Instruction:
Copy out the material from the line containing "of the yellow" through the end of the material. Replace "truck hood" with "pickup hood" and leave everything else as it is.
* START Data shown *
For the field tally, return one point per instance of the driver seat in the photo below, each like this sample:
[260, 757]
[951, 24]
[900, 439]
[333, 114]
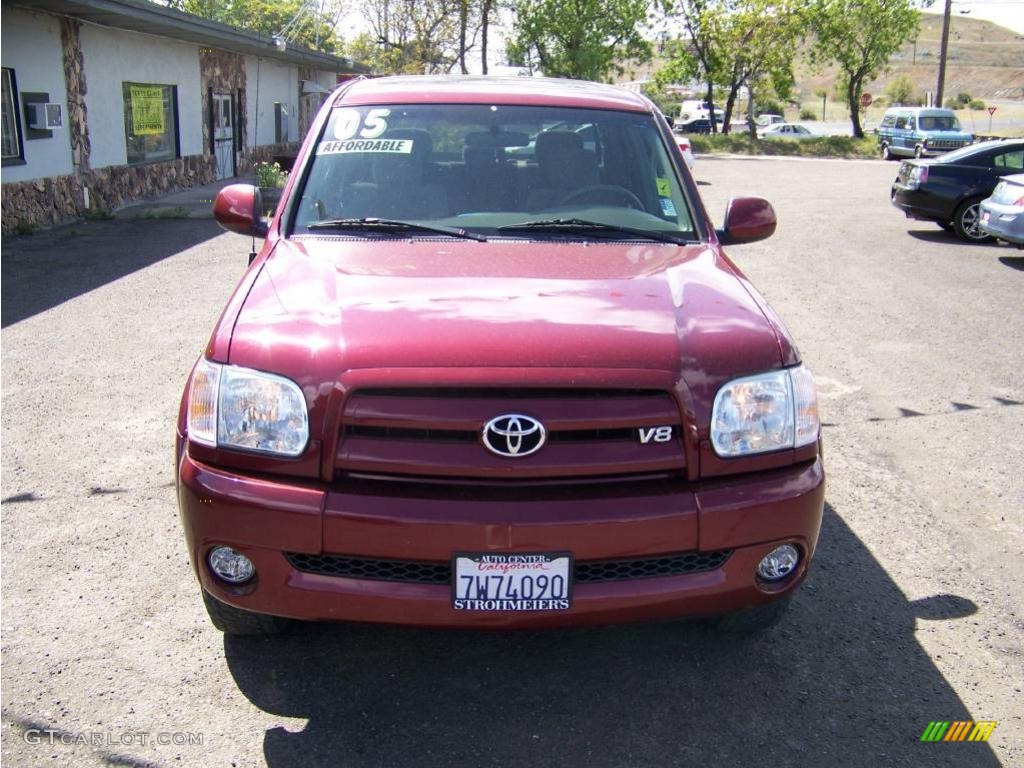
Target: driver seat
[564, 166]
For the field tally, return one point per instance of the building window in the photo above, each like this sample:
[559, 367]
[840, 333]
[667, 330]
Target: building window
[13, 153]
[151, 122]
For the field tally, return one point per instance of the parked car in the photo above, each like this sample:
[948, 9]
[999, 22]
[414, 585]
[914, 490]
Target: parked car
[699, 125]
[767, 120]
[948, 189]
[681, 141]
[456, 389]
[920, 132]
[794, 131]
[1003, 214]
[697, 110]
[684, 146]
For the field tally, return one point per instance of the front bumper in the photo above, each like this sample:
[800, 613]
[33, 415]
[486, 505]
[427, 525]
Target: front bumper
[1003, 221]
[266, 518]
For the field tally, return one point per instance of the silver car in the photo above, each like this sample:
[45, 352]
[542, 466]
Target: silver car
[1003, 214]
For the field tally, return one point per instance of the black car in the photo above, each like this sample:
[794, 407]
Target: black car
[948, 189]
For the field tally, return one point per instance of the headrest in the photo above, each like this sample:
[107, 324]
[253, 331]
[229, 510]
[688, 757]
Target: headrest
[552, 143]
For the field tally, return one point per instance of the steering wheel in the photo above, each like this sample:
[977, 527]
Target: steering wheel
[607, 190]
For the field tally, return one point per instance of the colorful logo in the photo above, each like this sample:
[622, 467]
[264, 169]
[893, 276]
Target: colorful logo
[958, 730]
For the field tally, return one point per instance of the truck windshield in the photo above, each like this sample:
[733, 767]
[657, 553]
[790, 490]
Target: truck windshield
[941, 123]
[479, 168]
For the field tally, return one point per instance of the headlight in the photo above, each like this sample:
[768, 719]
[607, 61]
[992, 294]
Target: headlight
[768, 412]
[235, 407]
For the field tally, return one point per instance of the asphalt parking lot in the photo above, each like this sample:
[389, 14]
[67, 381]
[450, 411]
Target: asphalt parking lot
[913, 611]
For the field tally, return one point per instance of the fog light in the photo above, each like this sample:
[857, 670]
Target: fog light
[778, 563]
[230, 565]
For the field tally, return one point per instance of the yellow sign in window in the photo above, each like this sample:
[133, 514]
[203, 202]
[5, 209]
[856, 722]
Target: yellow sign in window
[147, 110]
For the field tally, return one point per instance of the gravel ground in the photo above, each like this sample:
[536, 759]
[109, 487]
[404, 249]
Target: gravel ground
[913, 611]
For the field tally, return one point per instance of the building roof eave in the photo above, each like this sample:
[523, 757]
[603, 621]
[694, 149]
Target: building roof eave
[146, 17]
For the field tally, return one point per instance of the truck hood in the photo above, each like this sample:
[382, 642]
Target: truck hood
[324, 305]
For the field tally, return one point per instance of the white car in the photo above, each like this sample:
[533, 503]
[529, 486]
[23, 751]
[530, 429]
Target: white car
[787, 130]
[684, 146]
* END Data shown *
Result of this exercise:
For the field tally, return one point per instance of the yellow sign in window in the photo above, each like this sample:
[133, 514]
[203, 202]
[5, 209]
[856, 722]
Target: yellow sign in window
[147, 110]
For the field tally, return one point per instance of the gravel ground in the photo above, each like this sample:
[536, 759]
[109, 487]
[404, 249]
Target: gravel ground
[913, 611]
For the field tally, return one point per instance of the building roof eave in the photo above, each like this sample:
[523, 757]
[603, 621]
[694, 149]
Target: building roof eave
[146, 17]
For the field tally, return one point per instance of the pickup hood in the photo above, each like this sample:
[382, 642]
Target: pickup hood
[324, 305]
For the field tally, return one point per instance of the white car in the photo above, each like this sample:
[533, 503]
[529, 486]
[23, 751]
[530, 429]
Target: white car
[787, 130]
[684, 146]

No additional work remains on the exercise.